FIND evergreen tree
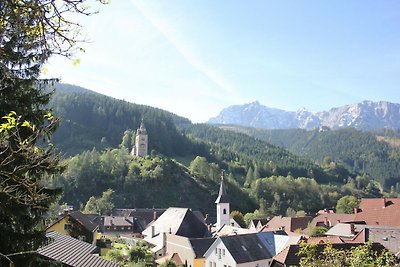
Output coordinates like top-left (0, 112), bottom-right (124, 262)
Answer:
top-left (0, 0), bottom-right (105, 266)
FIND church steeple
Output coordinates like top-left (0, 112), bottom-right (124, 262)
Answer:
top-left (131, 119), bottom-right (149, 157)
top-left (215, 173), bottom-right (229, 204)
top-left (215, 173), bottom-right (230, 228)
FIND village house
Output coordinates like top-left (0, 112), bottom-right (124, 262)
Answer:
top-left (46, 210), bottom-right (99, 244)
top-left (160, 234), bottom-right (215, 267)
top-left (271, 243), bottom-right (385, 267)
top-left (248, 219), bottom-right (268, 231)
top-left (325, 223), bottom-right (400, 256)
top-left (37, 231), bottom-right (119, 267)
top-left (264, 216), bottom-right (312, 233)
top-left (354, 198), bottom-right (400, 227)
top-left (204, 233), bottom-right (275, 267)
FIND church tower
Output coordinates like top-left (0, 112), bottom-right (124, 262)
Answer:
top-left (215, 173), bottom-right (230, 228)
top-left (131, 120), bottom-right (148, 157)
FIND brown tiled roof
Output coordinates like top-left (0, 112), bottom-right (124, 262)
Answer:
top-left (311, 213), bottom-right (357, 227)
top-left (306, 236), bottom-right (345, 244)
top-left (37, 231), bottom-right (118, 267)
top-left (355, 198), bottom-right (400, 226)
top-left (265, 216), bottom-right (312, 232)
top-left (47, 211), bottom-right (98, 232)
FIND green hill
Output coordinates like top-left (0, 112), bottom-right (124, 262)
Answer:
top-left (217, 126), bottom-right (400, 188)
top-left (50, 85), bottom-right (388, 215)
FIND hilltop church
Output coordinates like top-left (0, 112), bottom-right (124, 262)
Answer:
top-left (131, 120), bottom-right (149, 157)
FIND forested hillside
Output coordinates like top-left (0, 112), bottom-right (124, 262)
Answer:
top-left (222, 126), bottom-right (400, 189)
top-left (46, 85), bottom-right (383, 218)
top-left (50, 84), bottom-right (196, 155)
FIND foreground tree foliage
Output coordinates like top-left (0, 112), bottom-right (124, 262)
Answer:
top-left (298, 242), bottom-right (396, 267)
top-left (0, 0), bottom-right (106, 266)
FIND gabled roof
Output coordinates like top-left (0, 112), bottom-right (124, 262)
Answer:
top-left (311, 213), bottom-right (357, 227)
top-left (143, 208), bottom-right (208, 238)
top-left (355, 198), bottom-right (400, 226)
top-left (307, 236), bottom-right (344, 244)
top-left (47, 211), bottom-right (98, 232)
top-left (37, 231), bottom-right (118, 267)
top-left (325, 223), bottom-right (366, 238)
top-left (104, 216), bottom-right (133, 226)
top-left (213, 224), bottom-right (257, 236)
top-left (219, 233), bottom-right (273, 264)
top-left (68, 211), bottom-right (98, 232)
top-left (112, 208), bottom-right (167, 227)
top-left (189, 237), bottom-right (216, 259)
top-left (265, 216), bottom-right (312, 232)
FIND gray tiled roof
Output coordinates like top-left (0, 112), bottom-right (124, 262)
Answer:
top-left (37, 231), bottom-right (118, 267)
top-left (68, 211), bottom-right (97, 232)
top-left (143, 207), bottom-right (208, 238)
top-left (220, 234), bottom-right (272, 264)
top-left (189, 237), bottom-right (216, 259)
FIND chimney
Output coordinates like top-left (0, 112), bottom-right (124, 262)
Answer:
top-left (64, 209), bottom-right (69, 216)
top-left (324, 217), bottom-right (329, 226)
top-left (350, 223), bottom-right (356, 235)
top-left (153, 209), bottom-right (157, 221)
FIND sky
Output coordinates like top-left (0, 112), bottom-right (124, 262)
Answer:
top-left (44, 0), bottom-right (400, 122)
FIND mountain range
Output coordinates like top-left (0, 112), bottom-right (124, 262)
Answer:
top-left (208, 100), bottom-right (400, 130)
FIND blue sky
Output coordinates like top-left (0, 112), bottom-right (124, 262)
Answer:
top-left (43, 0), bottom-right (400, 122)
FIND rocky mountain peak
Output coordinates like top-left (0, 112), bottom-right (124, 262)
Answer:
top-left (208, 100), bottom-right (400, 130)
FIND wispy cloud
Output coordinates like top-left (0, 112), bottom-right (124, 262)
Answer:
top-left (131, 0), bottom-right (237, 94)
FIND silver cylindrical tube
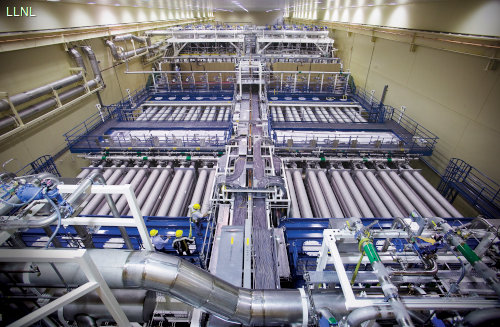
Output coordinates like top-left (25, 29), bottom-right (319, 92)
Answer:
top-left (285, 169), bottom-right (301, 218)
top-left (201, 169), bottom-right (215, 215)
top-left (156, 169), bottom-right (184, 216)
top-left (341, 171), bottom-right (373, 218)
top-left (332, 170), bottom-right (361, 218)
top-left (366, 171), bottom-right (404, 218)
top-left (413, 171), bottom-right (463, 218)
top-left (191, 166), bottom-right (208, 205)
top-left (356, 170), bottom-right (392, 218)
top-left (318, 170), bottom-right (344, 218)
top-left (168, 166), bottom-right (194, 217)
top-left (306, 169), bottom-right (332, 218)
top-left (141, 165), bottom-right (172, 216)
top-left (389, 171), bottom-right (434, 218)
top-left (293, 169), bottom-right (314, 218)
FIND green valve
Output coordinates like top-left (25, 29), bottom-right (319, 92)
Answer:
top-left (457, 243), bottom-right (481, 264)
top-left (363, 243), bottom-right (380, 263)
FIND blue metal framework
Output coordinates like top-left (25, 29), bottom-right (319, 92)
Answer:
top-left (280, 218), bottom-right (478, 287)
top-left (21, 216), bottom-right (211, 263)
top-left (16, 155), bottom-right (61, 176)
top-left (438, 158), bottom-right (500, 218)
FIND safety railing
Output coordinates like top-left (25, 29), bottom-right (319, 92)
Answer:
top-left (63, 105), bottom-right (117, 149)
top-left (384, 106), bottom-right (439, 155)
top-left (438, 158), bottom-right (500, 218)
top-left (16, 155), bottom-right (61, 176)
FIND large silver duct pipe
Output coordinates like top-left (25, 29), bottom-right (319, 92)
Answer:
top-left (13, 249), bottom-right (309, 326)
top-left (293, 169), bottom-right (314, 218)
top-left (62, 289), bottom-right (156, 323)
top-left (0, 48), bottom-right (104, 129)
top-left (0, 49), bottom-right (86, 112)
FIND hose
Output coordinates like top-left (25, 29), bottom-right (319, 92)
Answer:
top-left (43, 194), bottom-right (62, 249)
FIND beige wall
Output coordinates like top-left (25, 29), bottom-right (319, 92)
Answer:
top-left (291, 0), bottom-right (500, 36)
top-left (335, 30), bottom-right (500, 181)
top-left (0, 39), bottom-right (150, 177)
top-left (0, 0), bottom-right (208, 32)
top-left (214, 11), bottom-right (283, 25)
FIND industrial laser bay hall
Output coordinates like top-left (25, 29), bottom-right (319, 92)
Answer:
top-left (0, 0), bottom-right (500, 327)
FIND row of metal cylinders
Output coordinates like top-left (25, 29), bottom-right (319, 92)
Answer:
top-left (135, 106), bottom-right (231, 121)
top-left (77, 163), bottom-right (215, 217)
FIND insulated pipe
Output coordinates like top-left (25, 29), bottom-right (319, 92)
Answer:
top-left (190, 166), bottom-right (208, 205)
top-left (156, 169), bottom-right (184, 216)
top-left (341, 170), bottom-right (374, 218)
top-left (306, 169), bottom-right (332, 218)
top-left (141, 164), bottom-right (172, 216)
top-left (379, 171), bottom-right (416, 216)
top-left (347, 306), bottom-right (394, 327)
top-left (201, 169), bottom-right (215, 215)
top-left (318, 170), bottom-right (344, 218)
top-left (0, 79), bottom-right (99, 129)
top-left (462, 308), bottom-right (500, 327)
top-left (0, 49), bottom-right (85, 113)
top-left (126, 165), bottom-right (162, 216)
top-left (389, 171), bottom-right (434, 218)
top-left (366, 171), bottom-right (404, 218)
top-left (82, 45), bottom-right (104, 82)
top-left (285, 169), bottom-right (301, 218)
top-left (332, 170), bottom-right (361, 218)
top-left (81, 164), bottom-right (126, 216)
top-left (413, 171), bottom-right (463, 218)
top-left (403, 171), bottom-right (451, 218)
top-left (96, 165), bottom-right (139, 216)
top-left (168, 166), bottom-right (194, 217)
top-left (355, 170), bottom-right (392, 218)
top-left (0, 172), bottom-right (104, 230)
top-left (13, 249), bottom-right (309, 326)
top-left (293, 169), bottom-right (314, 218)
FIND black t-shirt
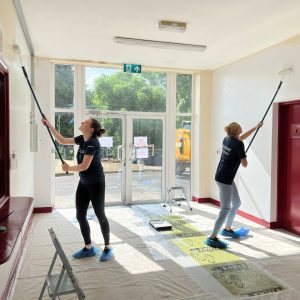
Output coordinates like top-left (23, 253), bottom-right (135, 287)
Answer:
top-left (74, 135), bottom-right (103, 184)
top-left (215, 136), bottom-right (247, 184)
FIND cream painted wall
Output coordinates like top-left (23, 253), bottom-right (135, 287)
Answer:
top-left (0, 0), bottom-right (34, 196)
top-left (34, 58), bottom-right (55, 207)
top-left (209, 36), bottom-right (300, 221)
top-left (192, 71), bottom-right (212, 198)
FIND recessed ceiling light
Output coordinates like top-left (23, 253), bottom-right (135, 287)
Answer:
top-left (114, 36), bottom-right (206, 51)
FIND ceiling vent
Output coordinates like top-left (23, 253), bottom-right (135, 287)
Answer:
top-left (158, 20), bottom-right (186, 33)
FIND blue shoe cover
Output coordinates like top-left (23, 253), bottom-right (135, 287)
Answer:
top-left (234, 227), bottom-right (249, 236)
top-left (72, 246), bottom-right (99, 258)
top-left (100, 248), bottom-right (114, 261)
top-left (221, 229), bottom-right (240, 239)
top-left (204, 238), bottom-right (228, 249)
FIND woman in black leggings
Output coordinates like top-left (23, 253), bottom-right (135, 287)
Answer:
top-left (42, 119), bottom-right (113, 261)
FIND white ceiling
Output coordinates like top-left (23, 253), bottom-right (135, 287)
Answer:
top-left (20, 0), bottom-right (300, 70)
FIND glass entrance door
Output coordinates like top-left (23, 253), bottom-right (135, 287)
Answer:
top-left (89, 115), bottom-right (126, 205)
top-left (126, 116), bottom-right (165, 203)
top-left (88, 114), bottom-right (165, 205)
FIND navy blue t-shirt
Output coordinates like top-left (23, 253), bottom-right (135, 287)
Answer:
top-left (74, 135), bottom-right (103, 184)
top-left (215, 136), bottom-right (247, 184)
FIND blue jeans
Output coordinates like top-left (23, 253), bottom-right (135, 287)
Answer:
top-left (211, 181), bottom-right (241, 236)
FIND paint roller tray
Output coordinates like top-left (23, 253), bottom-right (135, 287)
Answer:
top-left (149, 220), bottom-right (172, 231)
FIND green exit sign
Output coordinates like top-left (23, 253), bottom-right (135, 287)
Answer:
top-left (123, 64), bottom-right (142, 73)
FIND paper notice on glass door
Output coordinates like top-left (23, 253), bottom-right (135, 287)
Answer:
top-left (136, 148), bottom-right (149, 158)
top-left (133, 136), bottom-right (148, 147)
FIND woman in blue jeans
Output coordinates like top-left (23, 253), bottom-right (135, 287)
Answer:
top-left (205, 122), bottom-right (263, 248)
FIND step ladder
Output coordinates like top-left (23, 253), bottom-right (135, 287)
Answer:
top-left (164, 186), bottom-right (193, 212)
top-left (39, 228), bottom-right (86, 300)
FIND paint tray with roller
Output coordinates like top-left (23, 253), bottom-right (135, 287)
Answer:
top-left (149, 219), bottom-right (172, 231)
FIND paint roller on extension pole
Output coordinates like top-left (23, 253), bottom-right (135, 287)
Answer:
top-left (13, 45), bottom-right (68, 174)
top-left (246, 68), bottom-right (293, 153)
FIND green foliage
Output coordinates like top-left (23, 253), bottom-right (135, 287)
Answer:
top-left (55, 65), bottom-right (74, 108)
top-left (176, 74), bottom-right (192, 113)
top-left (86, 72), bottom-right (166, 112)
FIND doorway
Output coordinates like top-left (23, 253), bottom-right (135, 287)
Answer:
top-left (277, 100), bottom-right (300, 235)
top-left (87, 112), bottom-right (165, 205)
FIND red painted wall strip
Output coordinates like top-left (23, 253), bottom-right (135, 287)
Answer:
top-left (33, 207), bottom-right (52, 214)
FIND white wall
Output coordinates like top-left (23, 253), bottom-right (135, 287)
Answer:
top-left (0, 0), bottom-right (34, 196)
top-left (209, 36), bottom-right (300, 222)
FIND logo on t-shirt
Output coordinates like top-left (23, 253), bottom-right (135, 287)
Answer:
top-left (222, 145), bottom-right (231, 156)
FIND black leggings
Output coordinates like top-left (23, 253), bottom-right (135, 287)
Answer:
top-left (76, 174), bottom-right (110, 245)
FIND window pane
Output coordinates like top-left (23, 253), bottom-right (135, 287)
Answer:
top-left (55, 112), bottom-right (74, 173)
top-left (55, 65), bottom-right (74, 108)
top-left (176, 116), bottom-right (192, 200)
top-left (176, 74), bottom-right (192, 113)
top-left (85, 67), bottom-right (167, 112)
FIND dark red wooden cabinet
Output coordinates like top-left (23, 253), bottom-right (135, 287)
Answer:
top-left (277, 100), bottom-right (300, 235)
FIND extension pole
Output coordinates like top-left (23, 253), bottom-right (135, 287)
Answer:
top-left (246, 81), bottom-right (282, 153)
top-left (22, 66), bottom-right (68, 169)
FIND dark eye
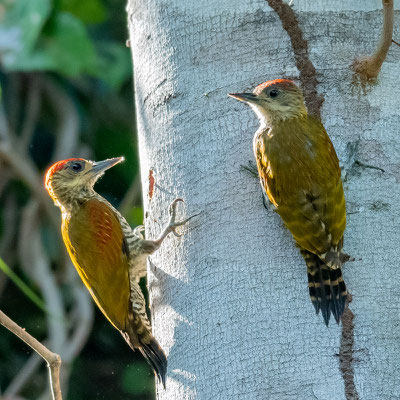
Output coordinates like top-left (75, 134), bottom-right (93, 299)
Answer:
top-left (70, 163), bottom-right (83, 172)
top-left (268, 89), bottom-right (279, 99)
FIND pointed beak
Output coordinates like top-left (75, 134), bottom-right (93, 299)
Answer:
top-left (228, 93), bottom-right (258, 103)
top-left (91, 157), bottom-right (125, 176)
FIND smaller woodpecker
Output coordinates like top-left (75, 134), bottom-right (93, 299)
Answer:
top-left (229, 79), bottom-right (349, 326)
top-left (45, 157), bottom-right (191, 387)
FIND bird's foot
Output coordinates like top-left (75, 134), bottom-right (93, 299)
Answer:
top-left (240, 161), bottom-right (258, 178)
top-left (165, 198), bottom-right (199, 237)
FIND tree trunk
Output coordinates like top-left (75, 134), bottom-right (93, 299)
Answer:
top-left (128, 0), bottom-right (400, 400)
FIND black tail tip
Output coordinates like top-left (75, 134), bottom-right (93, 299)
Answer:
top-left (311, 294), bottom-right (347, 327)
top-left (139, 337), bottom-right (168, 390)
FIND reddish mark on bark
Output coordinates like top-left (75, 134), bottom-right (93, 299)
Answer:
top-left (149, 169), bottom-right (156, 200)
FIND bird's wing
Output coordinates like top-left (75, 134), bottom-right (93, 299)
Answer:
top-left (255, 118), bottom-right (346, 254)
top-left (62, 199), bottom-right (130, 330)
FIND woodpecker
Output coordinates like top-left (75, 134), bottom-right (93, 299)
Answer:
top-left (45, 157), bottom-right (190, 388)
top-left (229, 79), bottom-right (349, 326)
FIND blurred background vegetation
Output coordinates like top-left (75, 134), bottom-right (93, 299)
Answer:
top-left (0, 0), bottom-right (154, 400)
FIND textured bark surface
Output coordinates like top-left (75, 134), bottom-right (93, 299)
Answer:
top-left (128, 0), bottom-right (400, 400)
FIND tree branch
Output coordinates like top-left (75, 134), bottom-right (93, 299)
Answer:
top-left (0, 310), bottom-right (62, 400)
top-left (351, 0), bottom-right (393, 82)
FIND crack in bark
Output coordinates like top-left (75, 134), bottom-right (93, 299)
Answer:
top-left (339, 293), bottom-right (360, 400)
top-left (266, 0), bottom-right (324, 119)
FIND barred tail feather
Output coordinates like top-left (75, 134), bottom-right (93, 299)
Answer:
top-left (121, 315), bottom-right (168, 389)
top-left (300, 250), bottom-right (347, 326)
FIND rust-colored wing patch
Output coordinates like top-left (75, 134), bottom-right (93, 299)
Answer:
top-left (62, 199), bottom-right (130, 329)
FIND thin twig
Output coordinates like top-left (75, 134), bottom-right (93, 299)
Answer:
top-left (18, 199), bottom-right (67, 350)
top-left (118, 173), bottom-right (142, 215)
top-left (0, 352), bottom-right (42, 400)
top-left (0, 310), bottom-right (62, 400)
top-left (0, 142), bottom-right (60, 230)
top-left (352, 0), bottom-right (393, 81)
top-left (44, 78), bottom-right (79, 161)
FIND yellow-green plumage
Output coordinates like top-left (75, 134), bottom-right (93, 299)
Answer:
top-left (61, 198), bottom-right (130, 330)
top-left (45, 158), bottom-right (174, 386)
top-left (255, 115), bottom-right (346, 254)
top-left (230, 79), bottom-right (348, 325)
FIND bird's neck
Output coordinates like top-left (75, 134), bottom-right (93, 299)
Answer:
top-left (253, 104), bottom-right (307, 129)
top-left (55, 187), bottom-right (97, 217)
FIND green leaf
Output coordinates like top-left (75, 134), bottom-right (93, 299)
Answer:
top-left (126, 207), bottom-right (143, 226)
top-left (0, 0), bottom-right (51, 69)
top-left (0, 257), bottom-right (48, 313)
top-left (121, 362), bottom-right (154, 395)
top-left (61, 0), bottom-right (107, 24)
top-left (3, 12), bottom-right (97, 77)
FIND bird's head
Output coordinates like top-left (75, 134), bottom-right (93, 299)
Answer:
top-left (229, 79), bottom-right (307, 125)
top-left (44, 157), bottom-right (124, 210)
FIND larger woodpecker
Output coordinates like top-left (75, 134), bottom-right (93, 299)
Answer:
top-left (45, 157), bottom-right (189, 387)
top-left (229, 79), bottom-right (348, 326)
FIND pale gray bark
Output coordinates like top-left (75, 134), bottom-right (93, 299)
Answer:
top-left (128, 0), bottom-right (400, 400)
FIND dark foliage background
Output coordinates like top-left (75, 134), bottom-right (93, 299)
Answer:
top-left (0, 0), bottom-right (154, 400)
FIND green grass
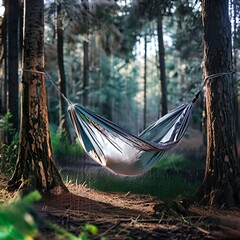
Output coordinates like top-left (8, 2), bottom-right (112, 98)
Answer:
top-left (61, 155), bottom-right (200, 201)
top-left (155, 154), bottom-right (205, 170)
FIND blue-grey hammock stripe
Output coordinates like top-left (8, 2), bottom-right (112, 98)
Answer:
top-left (68, 102), bottom-right (193, 175)
top-left (65, 72), bottom-right (232, 175)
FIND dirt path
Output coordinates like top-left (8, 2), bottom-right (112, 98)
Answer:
top-left (0, 175), bottom-right (240, 240)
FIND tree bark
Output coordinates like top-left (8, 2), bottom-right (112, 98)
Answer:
top-left (157, 15), bottom-right (168, 116)
top-left (7, 0), bottom-right (19, 131)
top-left (57, 2), bottom-right (70, 138)
top-left (9, 0), bottom-right (67, 194)
top-left (143, 34), bottom-right (147, 129)
top-left (82, 41), bottom-right (89, 106)
top-left (201, 0), bottom-right (240, 207)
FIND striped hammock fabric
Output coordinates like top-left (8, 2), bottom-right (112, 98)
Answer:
top-left (68, 101), bottom-right (194, 175)
top-left (68, 72), bottom-right (233, 175)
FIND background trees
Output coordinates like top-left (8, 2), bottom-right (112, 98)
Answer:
top-left (0, 0), bottom-right (240, 202)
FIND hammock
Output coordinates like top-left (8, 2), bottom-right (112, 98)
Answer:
top-left (68, 102), bottom-right (193, 175)
top-left (65, 73), bottom-right (229, 175)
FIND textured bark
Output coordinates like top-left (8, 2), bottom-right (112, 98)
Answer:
top-left (9, 0), bottom-right (67, 193)
top-left (202, 0), bottom-right (240, 207)
top-left (57, 2), bottom-right (70, 136)
top-left (143, 34), bottom-right (147, 129)
top-left (7, 0), bottom-right (19, 131)
top-left (157, 15), bottom-right (168, 116)
top-left (82, 41), bottom-right (89, 106)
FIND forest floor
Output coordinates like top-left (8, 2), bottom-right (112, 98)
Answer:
top-left (0, 175), bottom-right (240, 240)
top-left (0, 129), bottom-right (240, 240)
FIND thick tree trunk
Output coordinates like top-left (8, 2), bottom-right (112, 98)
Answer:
top-left (57, 2), bottom-right (70, 136)
top-left (9, 0), bottom-right (67, 194)
top-left (202, 0), bottom-right (240, 207)
top-left (7, 0), bottom-right (19, 131)
top-left (157, 15), bottom-right (168, 116)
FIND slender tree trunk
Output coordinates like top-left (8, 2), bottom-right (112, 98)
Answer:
top-left (157, 15), bottom-right (168, 116)
top-left (231, 0), bottom-right (240, 137)
top-left (202, 0), bottom-right (240, 207)
top-left (7, 0), bottom-right (19, 131)
top-left (82, 41), bottom-right (89, 106)
top-left (57, 1), bottom-right (69, 136)
top-left (143, 34), bottom-right (147, 129)
top-left (9, 0), bottom-right (67, 194)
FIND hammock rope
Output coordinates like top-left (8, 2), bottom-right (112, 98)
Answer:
top-left (23, 69), bottom-right (233, 175)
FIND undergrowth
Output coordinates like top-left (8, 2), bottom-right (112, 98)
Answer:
top-left (0, 191), bottom-right (106, 240)
top-left (61, 155), bottom-right (201, 201)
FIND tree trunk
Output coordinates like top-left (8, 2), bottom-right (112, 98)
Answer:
top-left (201, 0), bottom-right (240, 207)
top-left (7, 0), bottom-right (19, 131)
top-left (143, 34), bottom-right (147, 129)
top-left (9, 0), bottom-right (67, 194)
top-left (157, 15), bottom-right (168, 116)
top-left (82, 41), bottom-right (89, 106)
top-left (57, 2), bottom-right (67, 136)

○ ○ ○ ○ ○ ○ ○

**WORK INSTRUCTIONS**
Show every line of the records above that contains the word "leggings".

**EXERCISE RESULT**
FIND woman in black leggings
FIND black leggings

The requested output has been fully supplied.